Task brief: The answer must be an exact transcription of the lines below from the first through the one containing "negative clicks: (348, 282) (462, 323)", with the pictures left out; please add nothing else.
*** Opening Given information ***
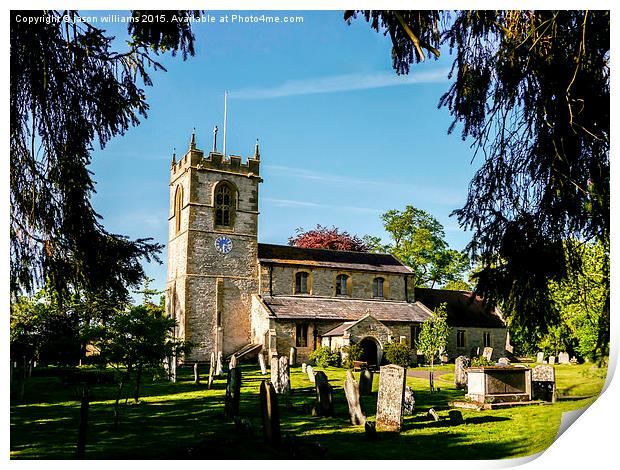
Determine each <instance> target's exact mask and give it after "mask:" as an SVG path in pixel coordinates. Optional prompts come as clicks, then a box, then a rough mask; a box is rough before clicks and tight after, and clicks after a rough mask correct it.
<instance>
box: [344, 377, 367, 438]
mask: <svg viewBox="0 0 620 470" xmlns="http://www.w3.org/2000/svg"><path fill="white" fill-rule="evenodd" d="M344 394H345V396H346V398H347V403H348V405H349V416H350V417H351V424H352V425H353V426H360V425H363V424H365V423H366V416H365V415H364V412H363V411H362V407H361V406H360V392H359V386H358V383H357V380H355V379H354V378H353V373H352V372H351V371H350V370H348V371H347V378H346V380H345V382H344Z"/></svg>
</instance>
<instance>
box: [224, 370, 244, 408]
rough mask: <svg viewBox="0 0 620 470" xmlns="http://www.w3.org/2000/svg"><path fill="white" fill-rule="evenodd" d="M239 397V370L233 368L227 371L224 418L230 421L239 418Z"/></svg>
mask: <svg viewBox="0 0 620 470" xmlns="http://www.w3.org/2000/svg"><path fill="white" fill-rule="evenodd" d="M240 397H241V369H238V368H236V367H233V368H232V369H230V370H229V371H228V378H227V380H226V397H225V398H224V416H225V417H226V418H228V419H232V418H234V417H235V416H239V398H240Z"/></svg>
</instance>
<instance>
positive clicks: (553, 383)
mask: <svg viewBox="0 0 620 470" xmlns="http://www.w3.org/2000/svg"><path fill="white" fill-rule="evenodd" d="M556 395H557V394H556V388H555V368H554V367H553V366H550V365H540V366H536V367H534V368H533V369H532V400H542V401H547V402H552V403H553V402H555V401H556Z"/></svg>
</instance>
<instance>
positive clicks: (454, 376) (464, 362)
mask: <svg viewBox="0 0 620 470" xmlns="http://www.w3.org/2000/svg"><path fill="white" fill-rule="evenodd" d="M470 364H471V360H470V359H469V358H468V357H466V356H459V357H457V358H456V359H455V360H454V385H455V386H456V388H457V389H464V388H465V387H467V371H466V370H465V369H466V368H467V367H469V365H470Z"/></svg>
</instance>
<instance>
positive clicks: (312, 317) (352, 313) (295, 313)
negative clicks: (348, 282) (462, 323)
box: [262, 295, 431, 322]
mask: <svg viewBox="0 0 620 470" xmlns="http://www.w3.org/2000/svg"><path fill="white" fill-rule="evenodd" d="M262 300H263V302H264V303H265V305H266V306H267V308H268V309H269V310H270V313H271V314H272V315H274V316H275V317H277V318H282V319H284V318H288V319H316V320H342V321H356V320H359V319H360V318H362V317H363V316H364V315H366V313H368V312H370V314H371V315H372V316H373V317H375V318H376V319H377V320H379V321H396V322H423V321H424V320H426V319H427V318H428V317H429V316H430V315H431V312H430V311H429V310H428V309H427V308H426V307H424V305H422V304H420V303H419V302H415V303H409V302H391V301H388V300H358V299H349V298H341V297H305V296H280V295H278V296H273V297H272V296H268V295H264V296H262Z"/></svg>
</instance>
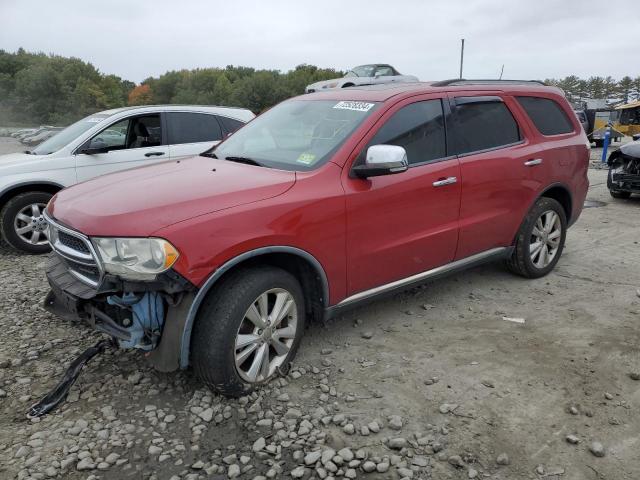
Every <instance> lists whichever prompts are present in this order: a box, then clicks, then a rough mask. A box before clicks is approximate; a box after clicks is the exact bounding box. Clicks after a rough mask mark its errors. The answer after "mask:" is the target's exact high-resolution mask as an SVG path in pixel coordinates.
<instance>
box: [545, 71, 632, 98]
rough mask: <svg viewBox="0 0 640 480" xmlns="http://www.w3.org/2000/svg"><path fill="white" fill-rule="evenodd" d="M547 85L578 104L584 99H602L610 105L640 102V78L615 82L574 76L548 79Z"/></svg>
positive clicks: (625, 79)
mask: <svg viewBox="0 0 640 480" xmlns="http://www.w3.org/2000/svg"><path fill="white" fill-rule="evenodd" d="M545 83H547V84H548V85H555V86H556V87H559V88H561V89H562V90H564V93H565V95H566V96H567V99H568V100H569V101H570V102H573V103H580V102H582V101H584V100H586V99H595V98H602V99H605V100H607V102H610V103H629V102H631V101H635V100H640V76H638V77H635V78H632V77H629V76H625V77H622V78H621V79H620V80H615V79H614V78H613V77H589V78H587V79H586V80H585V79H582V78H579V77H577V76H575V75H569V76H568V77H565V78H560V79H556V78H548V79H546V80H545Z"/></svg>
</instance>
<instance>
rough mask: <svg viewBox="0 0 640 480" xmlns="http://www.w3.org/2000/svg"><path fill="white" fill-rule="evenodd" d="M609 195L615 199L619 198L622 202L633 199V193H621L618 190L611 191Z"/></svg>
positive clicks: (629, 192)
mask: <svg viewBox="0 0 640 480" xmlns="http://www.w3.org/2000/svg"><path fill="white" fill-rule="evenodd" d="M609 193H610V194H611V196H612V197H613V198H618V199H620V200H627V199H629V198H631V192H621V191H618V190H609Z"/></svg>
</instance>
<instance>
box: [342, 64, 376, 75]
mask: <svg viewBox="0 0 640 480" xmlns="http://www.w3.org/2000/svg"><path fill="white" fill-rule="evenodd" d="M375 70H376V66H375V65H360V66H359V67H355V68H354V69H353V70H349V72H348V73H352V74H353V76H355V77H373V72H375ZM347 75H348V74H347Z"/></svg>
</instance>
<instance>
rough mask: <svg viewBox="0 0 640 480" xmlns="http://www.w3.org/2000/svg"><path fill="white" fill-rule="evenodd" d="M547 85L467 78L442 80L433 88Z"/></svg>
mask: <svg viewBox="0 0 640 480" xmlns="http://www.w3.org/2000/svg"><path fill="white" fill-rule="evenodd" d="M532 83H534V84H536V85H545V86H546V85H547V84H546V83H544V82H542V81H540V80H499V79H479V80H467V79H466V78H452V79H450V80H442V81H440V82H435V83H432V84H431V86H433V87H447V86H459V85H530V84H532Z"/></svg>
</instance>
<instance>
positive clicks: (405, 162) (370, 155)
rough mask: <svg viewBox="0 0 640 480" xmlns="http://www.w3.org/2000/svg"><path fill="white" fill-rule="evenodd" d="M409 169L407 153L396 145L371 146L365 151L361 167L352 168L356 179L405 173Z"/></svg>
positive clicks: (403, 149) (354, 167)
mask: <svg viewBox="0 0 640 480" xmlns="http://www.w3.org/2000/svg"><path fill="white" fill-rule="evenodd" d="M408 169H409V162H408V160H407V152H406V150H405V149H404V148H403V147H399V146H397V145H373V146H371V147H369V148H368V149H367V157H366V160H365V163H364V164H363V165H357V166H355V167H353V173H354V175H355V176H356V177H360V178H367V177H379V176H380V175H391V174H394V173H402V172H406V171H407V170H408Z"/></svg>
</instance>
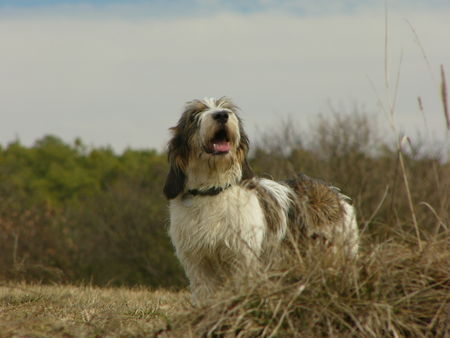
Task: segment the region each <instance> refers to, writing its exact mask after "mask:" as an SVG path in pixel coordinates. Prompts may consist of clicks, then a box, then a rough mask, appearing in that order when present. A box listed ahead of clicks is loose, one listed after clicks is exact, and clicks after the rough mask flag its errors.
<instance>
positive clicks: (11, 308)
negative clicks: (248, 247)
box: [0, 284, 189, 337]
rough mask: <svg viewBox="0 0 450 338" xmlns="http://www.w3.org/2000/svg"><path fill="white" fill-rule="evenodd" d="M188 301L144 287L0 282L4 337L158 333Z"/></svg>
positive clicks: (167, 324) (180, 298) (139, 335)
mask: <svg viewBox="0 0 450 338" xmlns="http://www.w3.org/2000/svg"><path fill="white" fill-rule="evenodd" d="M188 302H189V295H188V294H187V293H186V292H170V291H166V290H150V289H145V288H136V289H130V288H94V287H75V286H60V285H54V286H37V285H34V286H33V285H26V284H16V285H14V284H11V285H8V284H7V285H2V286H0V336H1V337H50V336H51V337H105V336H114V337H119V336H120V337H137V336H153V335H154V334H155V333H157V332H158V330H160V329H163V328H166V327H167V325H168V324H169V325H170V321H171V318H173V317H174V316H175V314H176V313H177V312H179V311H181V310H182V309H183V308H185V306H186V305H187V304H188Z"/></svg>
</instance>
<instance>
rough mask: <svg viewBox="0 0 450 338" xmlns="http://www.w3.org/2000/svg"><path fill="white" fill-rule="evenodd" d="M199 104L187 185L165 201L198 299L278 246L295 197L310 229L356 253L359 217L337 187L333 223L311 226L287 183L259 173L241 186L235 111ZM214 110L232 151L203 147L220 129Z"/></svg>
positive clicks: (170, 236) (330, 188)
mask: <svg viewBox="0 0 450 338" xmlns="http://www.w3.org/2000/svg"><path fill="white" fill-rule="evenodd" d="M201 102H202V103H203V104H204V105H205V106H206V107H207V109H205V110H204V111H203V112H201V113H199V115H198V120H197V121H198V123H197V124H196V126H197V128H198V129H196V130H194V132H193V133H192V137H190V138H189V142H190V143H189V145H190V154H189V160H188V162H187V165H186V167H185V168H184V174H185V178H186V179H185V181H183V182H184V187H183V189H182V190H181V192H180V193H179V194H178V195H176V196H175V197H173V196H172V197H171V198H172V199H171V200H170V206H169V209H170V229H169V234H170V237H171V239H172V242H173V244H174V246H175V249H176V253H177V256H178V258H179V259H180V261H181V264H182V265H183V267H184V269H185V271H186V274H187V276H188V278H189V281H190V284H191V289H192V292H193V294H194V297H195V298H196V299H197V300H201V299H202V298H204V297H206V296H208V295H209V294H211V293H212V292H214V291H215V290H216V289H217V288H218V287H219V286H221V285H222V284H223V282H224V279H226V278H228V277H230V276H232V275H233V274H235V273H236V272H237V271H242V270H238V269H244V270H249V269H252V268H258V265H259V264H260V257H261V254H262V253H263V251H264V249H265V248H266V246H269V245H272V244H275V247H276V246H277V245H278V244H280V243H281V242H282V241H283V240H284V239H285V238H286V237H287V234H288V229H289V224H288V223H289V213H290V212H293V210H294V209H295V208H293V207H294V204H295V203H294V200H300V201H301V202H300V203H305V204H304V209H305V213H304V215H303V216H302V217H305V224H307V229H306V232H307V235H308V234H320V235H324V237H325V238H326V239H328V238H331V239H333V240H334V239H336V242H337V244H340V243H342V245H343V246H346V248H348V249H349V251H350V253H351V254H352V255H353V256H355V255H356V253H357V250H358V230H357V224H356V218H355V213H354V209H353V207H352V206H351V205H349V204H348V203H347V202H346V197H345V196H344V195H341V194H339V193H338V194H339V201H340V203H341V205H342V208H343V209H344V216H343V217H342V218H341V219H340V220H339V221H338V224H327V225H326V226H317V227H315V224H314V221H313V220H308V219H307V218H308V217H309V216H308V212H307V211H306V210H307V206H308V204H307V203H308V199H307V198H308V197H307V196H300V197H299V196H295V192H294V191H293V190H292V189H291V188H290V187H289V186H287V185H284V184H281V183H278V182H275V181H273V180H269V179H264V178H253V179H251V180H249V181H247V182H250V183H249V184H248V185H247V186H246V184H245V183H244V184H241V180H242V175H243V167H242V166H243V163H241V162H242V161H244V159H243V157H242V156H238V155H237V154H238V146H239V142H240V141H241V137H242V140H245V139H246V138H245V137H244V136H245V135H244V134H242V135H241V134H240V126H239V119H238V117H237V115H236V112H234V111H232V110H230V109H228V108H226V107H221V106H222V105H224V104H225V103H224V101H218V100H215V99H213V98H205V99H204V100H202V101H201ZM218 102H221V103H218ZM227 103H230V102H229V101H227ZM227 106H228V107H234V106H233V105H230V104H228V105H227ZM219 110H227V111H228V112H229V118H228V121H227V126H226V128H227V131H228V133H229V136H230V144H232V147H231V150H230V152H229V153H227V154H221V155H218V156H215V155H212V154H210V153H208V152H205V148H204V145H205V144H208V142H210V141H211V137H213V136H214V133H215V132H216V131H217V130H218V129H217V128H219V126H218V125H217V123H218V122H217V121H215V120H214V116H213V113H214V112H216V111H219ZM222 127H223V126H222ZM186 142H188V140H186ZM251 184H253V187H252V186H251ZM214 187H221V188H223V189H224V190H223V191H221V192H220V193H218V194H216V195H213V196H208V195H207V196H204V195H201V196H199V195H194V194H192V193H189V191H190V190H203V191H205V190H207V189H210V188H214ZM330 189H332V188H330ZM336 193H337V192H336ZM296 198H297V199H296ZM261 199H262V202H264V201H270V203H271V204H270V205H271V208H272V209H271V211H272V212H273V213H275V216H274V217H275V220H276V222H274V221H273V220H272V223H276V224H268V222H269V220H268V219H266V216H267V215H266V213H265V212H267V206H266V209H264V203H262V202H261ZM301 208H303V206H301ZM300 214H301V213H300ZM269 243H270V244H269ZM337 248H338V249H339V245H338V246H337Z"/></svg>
*** Closing Given information ***
The completed task:
Determine each <instance> target's exact mask and give it after "mask:" as an SVG path in pixel coordinates. Optional prompts come as clicks, then a box, then a rough mask; a box is rough before clicks and tight after, and clicks after a rough mask correct it.
<instance>
box: [344, 377, 367, 438]
mask: <svg viewBox="0 0 620 470" xmlns="http://www.w3.org/2000/svg"><path fill="white" fill-rule="evenodd" d="M344 394H345V396H346V398H347V403H348V405H349V416H350V417H351V424H352V425H353V426H360V425H363V424H365V423H366V416H365V415H364V412H363V411H362V407H361V406H360V392H359V386H358V383H357V380H355V379H354V378H353V373H352V372H351V371H350V370H348V371H347V378H346V380H345V382H344Z"/></svg>
</instance>
<instance>
box: [224, 370, 244, 408]
rough mask: <svg viewBox="0 0 620 470" xmlns="http://www.w3.org/2000/svg"><path fill="white" fill-rule="evenodd" d="M239 397V370L233 368L227 371L224 418L230 421L239 418Z"/></svg>
mask: <svg viewBox="0 0 620 470" xmlns="http://www.w3.org/2000/svg"><path fill="white" fill-rule="evenodd" d="M240 397H241V369H238V368H236V367H233V368H232V369H230V370H229V371H228V378H227V380H226V397H225V398H224V416H225V417H226V418H228V419H232V418H234V417H235V416H239V398H240Z"/></svg>
</instance>
<instance>
positive clicks: (553, 383)
mask: <svg viewBox="0 0 620 470" xmlns="http://www.w3.org/2000/svg"><path fill="white" fill-rule="evenodd" d="M556 395H557V394H556V388H555V368H554V367H553V366H550V365H540V366H536V367H534V368H533V369H532V400H542V401H547V402H552V403H553V402H555V401H556Z"/></svg>
</instance>
<instance>
positive clicks: (454, 376) (464, 362)
mask: <svg viewBox="0 0 620 470" xmlns="http://www.w3.org/2000/svg"><path fill="white" fill-rule="evenodd" d="M470 364H471V360H470V359H469V358H468V357H466V356H459V357H457V358H456V359H455V360H454V385H455V386H456V388H457V389H464V388H465V387H467V371H466V370H465V369H466V368H467V367H469V365H470Z"/></svg>
</instance>
<instance>
positive clicks: (312, 317) (352, 313) (295, 313)
negative clicks: (348, 282) (462, 323)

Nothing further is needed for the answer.